[Object point labels]
*-*-*

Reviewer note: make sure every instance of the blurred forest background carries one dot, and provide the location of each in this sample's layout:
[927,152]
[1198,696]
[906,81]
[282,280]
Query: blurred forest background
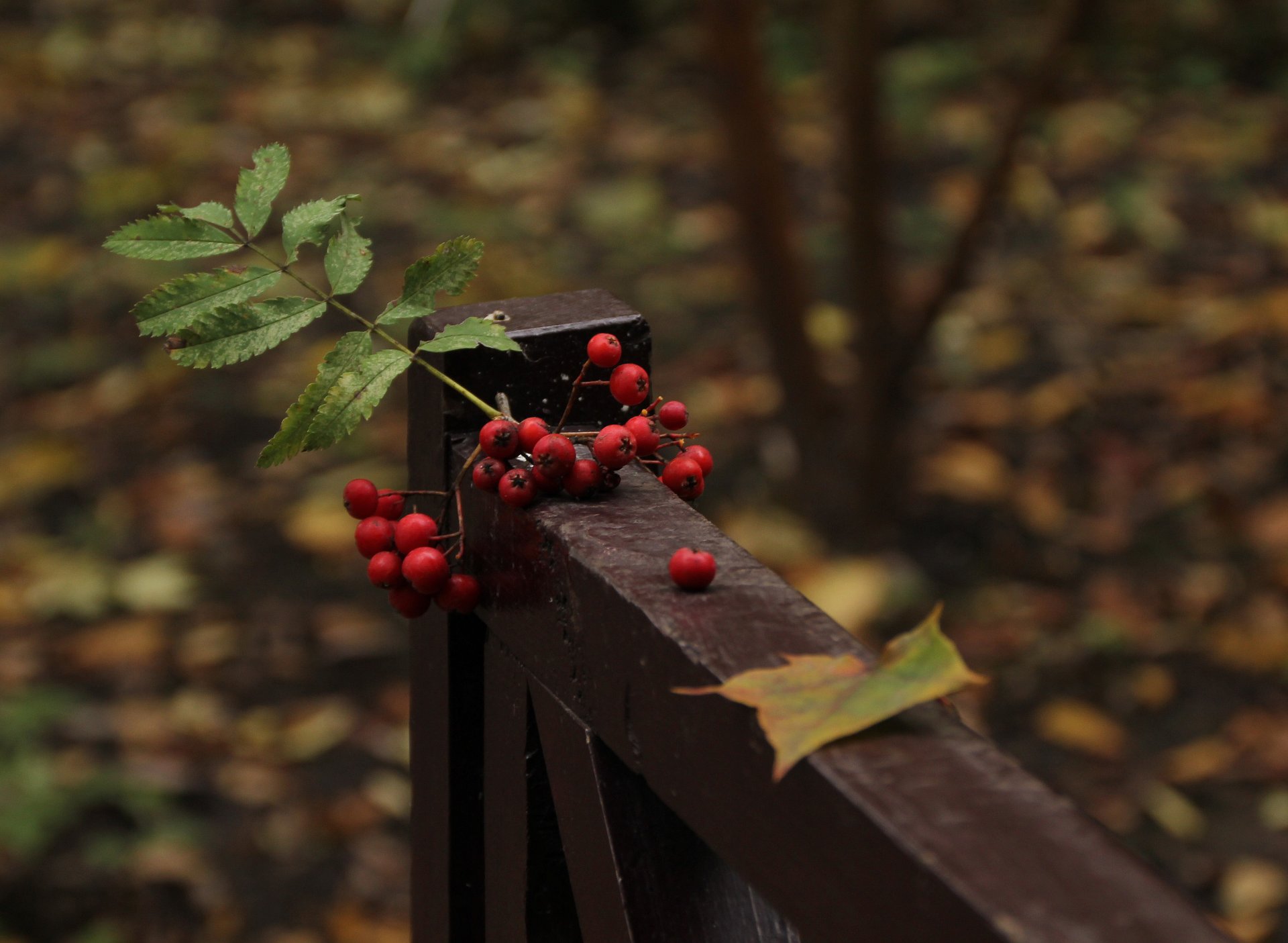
[204,706]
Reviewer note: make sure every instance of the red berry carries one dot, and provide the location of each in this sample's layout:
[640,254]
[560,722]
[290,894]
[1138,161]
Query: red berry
[390,504]
[517,487]
[584,479]
[629,384]
[684,477]
[460,594]
[604,351]
[374,535]
[692,570]
[554,455]
[427,570]
[645,434]
[487,473]
[674,415]
[386,570]
[545,483]
[410,602]
[361,499]
[499,438]
[702,456]
[531,432]
[414,531]
[614,446]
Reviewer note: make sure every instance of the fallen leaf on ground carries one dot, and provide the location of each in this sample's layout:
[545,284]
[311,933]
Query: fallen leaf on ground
[817,699]
[1081,727]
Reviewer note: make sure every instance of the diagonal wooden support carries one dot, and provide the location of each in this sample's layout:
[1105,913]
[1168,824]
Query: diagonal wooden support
[638,873]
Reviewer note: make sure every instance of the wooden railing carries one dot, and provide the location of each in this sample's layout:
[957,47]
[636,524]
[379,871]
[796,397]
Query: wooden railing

*-*-*

Arrange the material as a JSON list of strings, one string per line with blank lines left out. Begin at the line that has "Reviewer note: make sure every instance of the fallen" and stop after the last line of the material.

**Exercise result:**
[
  "Reviewer note: make sure every instance of the fallen leaf on ground carries one dot, and provide the location of each in this sample's layout:",
  "[545,284]",
  "[311,933]",
  "Query: fallen leaf on ground",
  "[817,699]",
  "[1081,727]",
  "Reviewer note: make sure every instance of the diagonal wooden support carries one dot, and provide the location of each in this sample's layout:",
  "[1105,913]",
  "[1168,824]",
  "Query: diagonal wooden support",
  "[638,873]",
  "Reviewer note: make sure every instance of the wooden railing carries one dot, and provide the location of each in this sample's layout:",
  "[957,47]",
  "[636,524]",
  "[379,871]",
  "[796,397]",
  "Query: wooden railing"
]